[Stored items]

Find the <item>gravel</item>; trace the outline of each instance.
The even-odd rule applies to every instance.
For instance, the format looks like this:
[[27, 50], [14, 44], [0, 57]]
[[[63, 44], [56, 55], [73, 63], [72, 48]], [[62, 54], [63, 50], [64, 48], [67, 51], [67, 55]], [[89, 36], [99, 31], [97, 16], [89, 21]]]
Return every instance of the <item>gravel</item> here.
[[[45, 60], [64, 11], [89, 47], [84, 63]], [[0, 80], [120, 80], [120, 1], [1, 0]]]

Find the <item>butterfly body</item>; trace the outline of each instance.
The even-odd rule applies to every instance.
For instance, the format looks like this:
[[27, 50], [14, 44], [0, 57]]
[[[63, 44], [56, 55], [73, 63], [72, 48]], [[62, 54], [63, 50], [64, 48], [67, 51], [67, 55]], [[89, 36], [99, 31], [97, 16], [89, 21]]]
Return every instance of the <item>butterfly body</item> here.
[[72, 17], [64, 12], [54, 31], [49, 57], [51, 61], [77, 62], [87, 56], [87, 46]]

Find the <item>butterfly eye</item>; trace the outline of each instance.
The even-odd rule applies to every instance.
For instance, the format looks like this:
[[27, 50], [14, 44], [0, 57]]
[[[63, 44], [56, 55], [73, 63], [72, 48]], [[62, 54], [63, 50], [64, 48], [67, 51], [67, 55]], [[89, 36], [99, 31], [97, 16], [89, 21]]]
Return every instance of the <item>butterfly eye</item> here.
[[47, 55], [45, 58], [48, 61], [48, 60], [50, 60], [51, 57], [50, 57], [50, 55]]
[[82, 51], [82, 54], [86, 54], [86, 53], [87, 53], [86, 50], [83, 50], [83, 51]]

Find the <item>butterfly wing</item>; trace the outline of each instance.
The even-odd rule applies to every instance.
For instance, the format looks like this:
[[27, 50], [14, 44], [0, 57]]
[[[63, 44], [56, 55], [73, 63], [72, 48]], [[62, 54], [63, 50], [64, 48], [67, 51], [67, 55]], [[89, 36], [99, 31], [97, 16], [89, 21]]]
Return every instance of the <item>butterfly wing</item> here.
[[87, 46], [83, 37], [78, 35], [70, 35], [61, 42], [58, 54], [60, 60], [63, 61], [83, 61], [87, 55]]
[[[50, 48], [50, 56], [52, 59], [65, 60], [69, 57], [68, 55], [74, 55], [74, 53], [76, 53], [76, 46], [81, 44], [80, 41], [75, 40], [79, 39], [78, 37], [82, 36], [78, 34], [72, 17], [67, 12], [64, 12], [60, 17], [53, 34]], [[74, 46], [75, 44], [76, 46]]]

# Exercise description
Please give the records again exactly as they are.

# Exercise solution
Find the <item>gravel</item>; trace the outline of each instance.
The even-odd rule applies to every instance.
For instance, the format looks like this:
[[27, 50], [14, 44], [0, 57]]
[[[63, 44], [56, 55], [73, 63], [72, 48]], [[62, 54], [63, 50], [64, 48], [67, 51], [67, 55]], [[89, 36], [99, 31], [97, 16], [89, 21]]]
Return every instance of the <item>gravel</item> here.
[[[45, 60], [64, 11], [89, 47], [84, 63]], [[0, 80], [120, 80], [120, 1], [1, 0]]]

Find the <item>butterfly body</item>; trace the outline of each instance.
The even-odd rule applies to every instance.
For instance, the format looks like this:
[[27, 50], [14, 44], [0, 57]]
[[[63, 44], [56, 55], [73, 63], [72, 48]], [[62, 54], [63, 50], [64, 48], [67, 51], [67, 55]], [[89, 36], [99, 31], [97, 16], [89, 21]]]
Return every instance of the <item>butterfly body</item> here.
[[72, 17], [64, 12], [54, 31], [49, 57], [51, 61], [77, 62], [87, 56], [87, 46]]

Find the <item>butterfly eye</item>; trace the outline of each instance.
The even-odd rule applies to every instance.
For instance, the format looks like this:
[[27, 50], [14, 44], [0, 57]]
[[[63, 44], [56, 55], [73, 63], [72, 48]], [[62, 54], [63, 50], [64, 48], [67, 51], [67, 55]], [[89, 36], [99, 31], [97, 16], [89, 21]]]
Return every instance of the <item>butterfly eye</item> here.
[[47, 55], [45, 58], [48, 61], [48, 60], [50, 60], [51, 57], [50, 57], [50, 55]]
[[82, 51], [82, 54], [86, 54], [86, 53], [87, 53], [86, 50], [83, 50], [83, 51]]

Find the <item>butterfly wing</item>; trace the outline of each instance.
The even-odd rule applies to every instance.
For instance, the format looks like this:
[[27, 50], [14, 44], [0, 57]]
[[[63, 44], [56, 55], [73, 63], [72, 48]], [[62, 54], [63, 50], [64, 48], [67, 51], [67, 55]], [[89, 36], [99, 31], [97, 16], [89, 21]]]
Return every instance of the <item>butterfly wing</item> here.
[[87, 46], [83, 37], [78, 35], [70, 35], [61, 42], [58, 54], [60, 60], [63, 61], [83, 61], [87, 55]]
[[[50, 48], [50, 56], [52, 59], [65, 60], [69, 57], [68, 55], [74, 55], [74, 53], [76, 53], [76, 46], [81, 44], [80, 41], [75, 40], [79, 39], [78, 37], [82, 36], [78, 34], [72, 17], [67, 12], [64, 12], [60, 17], [53, 34]], [[74, 46], [75, 44], [76, 46]]]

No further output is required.